* begin Records for the exercise *
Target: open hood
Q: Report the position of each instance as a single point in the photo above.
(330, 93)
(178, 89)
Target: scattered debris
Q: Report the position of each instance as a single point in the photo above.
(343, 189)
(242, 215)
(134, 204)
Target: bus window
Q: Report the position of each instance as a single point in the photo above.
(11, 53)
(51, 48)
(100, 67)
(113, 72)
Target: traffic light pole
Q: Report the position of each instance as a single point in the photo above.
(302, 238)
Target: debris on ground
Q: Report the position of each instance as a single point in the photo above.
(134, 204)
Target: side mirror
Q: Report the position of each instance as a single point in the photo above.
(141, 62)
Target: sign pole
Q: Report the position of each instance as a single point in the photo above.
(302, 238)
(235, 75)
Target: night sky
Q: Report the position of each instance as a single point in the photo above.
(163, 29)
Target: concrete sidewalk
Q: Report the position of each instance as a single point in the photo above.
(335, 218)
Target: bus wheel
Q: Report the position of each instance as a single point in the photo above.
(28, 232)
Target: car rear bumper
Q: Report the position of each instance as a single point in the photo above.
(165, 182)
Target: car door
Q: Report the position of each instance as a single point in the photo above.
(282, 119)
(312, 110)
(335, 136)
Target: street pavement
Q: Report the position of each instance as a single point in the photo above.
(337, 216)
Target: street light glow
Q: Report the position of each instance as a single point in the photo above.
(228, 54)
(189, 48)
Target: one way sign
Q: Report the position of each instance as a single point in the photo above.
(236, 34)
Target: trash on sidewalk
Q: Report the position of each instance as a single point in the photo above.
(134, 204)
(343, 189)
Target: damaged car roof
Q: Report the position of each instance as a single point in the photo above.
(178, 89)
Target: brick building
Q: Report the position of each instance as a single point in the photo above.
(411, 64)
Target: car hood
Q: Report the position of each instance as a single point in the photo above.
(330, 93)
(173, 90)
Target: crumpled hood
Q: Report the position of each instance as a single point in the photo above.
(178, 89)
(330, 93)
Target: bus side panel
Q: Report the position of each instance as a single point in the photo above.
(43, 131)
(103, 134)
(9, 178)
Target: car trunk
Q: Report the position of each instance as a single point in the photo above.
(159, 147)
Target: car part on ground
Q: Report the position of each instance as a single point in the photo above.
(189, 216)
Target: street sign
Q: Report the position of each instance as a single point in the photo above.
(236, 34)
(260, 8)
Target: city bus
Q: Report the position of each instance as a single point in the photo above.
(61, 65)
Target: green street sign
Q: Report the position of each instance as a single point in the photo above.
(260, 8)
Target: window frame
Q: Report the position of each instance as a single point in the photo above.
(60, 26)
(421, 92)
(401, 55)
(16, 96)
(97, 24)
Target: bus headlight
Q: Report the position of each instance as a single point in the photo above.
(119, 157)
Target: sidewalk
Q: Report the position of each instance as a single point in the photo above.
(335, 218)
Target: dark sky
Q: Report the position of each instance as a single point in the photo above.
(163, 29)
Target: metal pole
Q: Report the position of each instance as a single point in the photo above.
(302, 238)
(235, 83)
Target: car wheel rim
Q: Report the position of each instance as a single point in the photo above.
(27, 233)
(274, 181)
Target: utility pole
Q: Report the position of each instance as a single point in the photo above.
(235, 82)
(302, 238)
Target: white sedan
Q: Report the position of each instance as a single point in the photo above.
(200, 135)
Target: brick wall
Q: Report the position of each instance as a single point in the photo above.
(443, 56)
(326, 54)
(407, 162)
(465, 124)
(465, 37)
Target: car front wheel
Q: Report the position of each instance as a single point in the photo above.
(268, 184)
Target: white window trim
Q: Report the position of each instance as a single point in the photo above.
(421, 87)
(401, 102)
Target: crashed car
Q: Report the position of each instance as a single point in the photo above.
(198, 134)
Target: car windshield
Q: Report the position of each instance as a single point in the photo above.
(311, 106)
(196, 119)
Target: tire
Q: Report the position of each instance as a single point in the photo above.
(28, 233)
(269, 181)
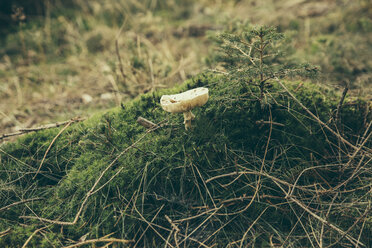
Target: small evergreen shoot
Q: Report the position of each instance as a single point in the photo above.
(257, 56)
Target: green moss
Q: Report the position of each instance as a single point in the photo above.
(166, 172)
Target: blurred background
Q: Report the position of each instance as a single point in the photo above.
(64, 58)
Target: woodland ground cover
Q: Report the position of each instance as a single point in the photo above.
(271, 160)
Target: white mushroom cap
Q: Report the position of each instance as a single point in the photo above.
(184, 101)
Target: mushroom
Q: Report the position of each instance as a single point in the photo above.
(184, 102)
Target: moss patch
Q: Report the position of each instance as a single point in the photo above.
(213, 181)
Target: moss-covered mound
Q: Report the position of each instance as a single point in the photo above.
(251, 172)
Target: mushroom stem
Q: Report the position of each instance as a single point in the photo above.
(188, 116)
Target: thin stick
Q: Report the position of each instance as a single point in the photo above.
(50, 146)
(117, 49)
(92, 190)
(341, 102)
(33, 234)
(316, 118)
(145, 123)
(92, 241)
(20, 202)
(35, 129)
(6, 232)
* end Records for the exercise *
__Task description__
Pictures in the data above should not be copied; transcribe everything else exactly.

__Response for this exercise__
Target: open hood
Q: Report the position of each instance as a single point in the photo above.
(330, 93)
(178, 89)
Target: scattered debris
Q: Report the position of each instance as a single point in the photo above.
(343, 189)
(242, 215)
(134, 204)
Target: bus window
Q: Report the position of each instance as a single point in the photo above.
(11, 53)
(51, 48)
(100, 67)
(113, 72)
Target: traffic light pole
Q: Report the position of each instance as a single point in the photo above.
(302, 238)
Target: debris on ground
Q: Report the position of each instance as a single point in the photo above.
(134, 204)
Target: side mirror
Q: Report the position of each instance as a single point in the photo above.
(141, 62)
Target: sign pole
Q: Report the position of each instance as a single point in the photo above.
(302, 238)
(235, 75)
Target: night sky
Q: Report the position of each instance as a single point in the photo above.
(163, 29)
Target: concrete sidewalk
Q: Report the position of each instance as a single point in the photo above.
(335, 218)
Target: bus wheel
Q: Report the position of each instance as a single point in the photo above.
(28, 232)
Target: car rear bumper
Q: Report the position of each instance as a single point in the photo above.
(165, 182)
Target: car door
Q: Report the position of each instance as a single point in the photo above.
(282, 119)
(312, 110)
(335, 136)
Target: street pavement
Q: Report the position of each instance as a single point in the photo above.
(337, 216)
Target: street light glow
Q: Report the position of each instance as a single point in the photo above.
(228, 54)
(189, 48)
Target: one way sign
Q: Report the position of each instance as a single point in the photo above.
(236, 34)
Target: trash on sidewalk
Q: Report the position of each instance as a single point in the photo above.
(134, 204)
(343, 189)
Target: damaged car roof
Q: Report the position of each instance as a single point in the photo above.
(178, 89)
Target: brick building
Q: Report the position of each instance as a single point in the photo above.
(411, 64)
Target: car hood
Q: Report the position of each instance as a single point in the photo above.
(330, 93)
(173, 90)
Target: crumpled hood
Q: Report the position of each instance as a single point in the photo above.
(178, 89)
(330, 93)
Target: bus side panel
Q: Report the position of each instance as a single point in the photo above.
(43, 131)
(103, 134)
(9, 178)
Target: car trunk
Q: Report the position of each instance as a single point in the photo above.
(159, 147)
Target: car part on ground
Q: Report the position of each instance as a single point in the photo above.
(189, 216)
Target: street sign
Q: Report the position of each instance as a single point in the photo above.
(236, 34)
(260, 8)
Target: city bus
Q: Report the position of each instance as a single point in the photo above.
(61, 65)
Target: green street sign
Q: Report the position of each instance as a single point in the photo above.
(260, 8)
Target: window frame
Q: Report the position of each instance as a single point in the photo above.
(60, 26)
(421, 92)
(401, 55)
(16, 96)
(97, 24)
Target: bus headlight
Q: Report the position of each instance as a single point in the photo above.
(119, 157)
Target: sidewalk
Q: Report the position of each instance as a single point in the photo above.
(335, 218)
Target: dark sky
Q: Report the position of each instance as a single point in the photo above.
(163, 29)
Target: metal pole
Q: Report the position of each instance as a single point in the photo above.
(302, 238)
(235, 83)
Target: car wheel rim
Q: Report the position of each instance as a single point in the photo above.
(27, 233)
(274, 181)
Target: utility pole
Q: Report the position of each instance as a single point in the photo above.
(235, 82)
(302, 238)
Target: white sedan
Q: Report the position of each instance as a single point in the photo above.
(200, 135)
Target: brick wall
Q: Report the position of each instance as a single point in the photo above.
(443, 56)
(326, 54)
(407, 162)
(465, 124)
(465, 37)
Target: car front wheel
Q: Report the position of each instance as a single point in the photo above.
(268, 184)
Target: white window trim
Q: Report the position of each instance as a single point in the photo above.
(421, 87)
(401, 102)
Target: crashed car
Q: Report the position of each instance as a single point in the photo above.
(198, 134)
Target: car windshield
Q: Report the position of each instance as a single point in the photo above.
(311, 106)
(196, 119)
Target: tire
Q: Report the position of each instance as a single point in the photo above.
(28, 233)
(269, 181)
Target: small evergreen shoot
Q: Report the position of each instance as a single point in the photo above.
(257, 56)
Target: green moss
Q: Report the position of each instance as a single point in the photo above.
(166, 172)
Target: blurred background
Q: Report the position of each instance as a single point in the photo above.
(64, 58)
Target: woodland ground cover
Q: Report the position of each instance as a single point in the photo above.
(271, 160)
Target: white mushroom cap
Q: Report the position of each instance as a single point in the photo above.
(184, 101)
Target: mushroom
Q: Report the position of each instance as a single point in the photo above.
(184, 102)
Target: moss patch
Q: Report the position of each instance as a single point in the photo above.
(213, 181)
Target: moss-covered mound
Q: Report the position of each instance as a single point in the photo above.
(251, 172)
Target: mushroom stem
Q: Report the position of each instance as a single point in the photo above.
(188, 116)
Target: thin stick
Q: Report the position of each instance as a single point in the photo above.
(50, 146)
(117, 49)
(92, 190)
(341, 102)
(33, 234)
(316, 118)
(145, 123)
(92, 241)
(20, 202)
(35, 129)
(6, 232)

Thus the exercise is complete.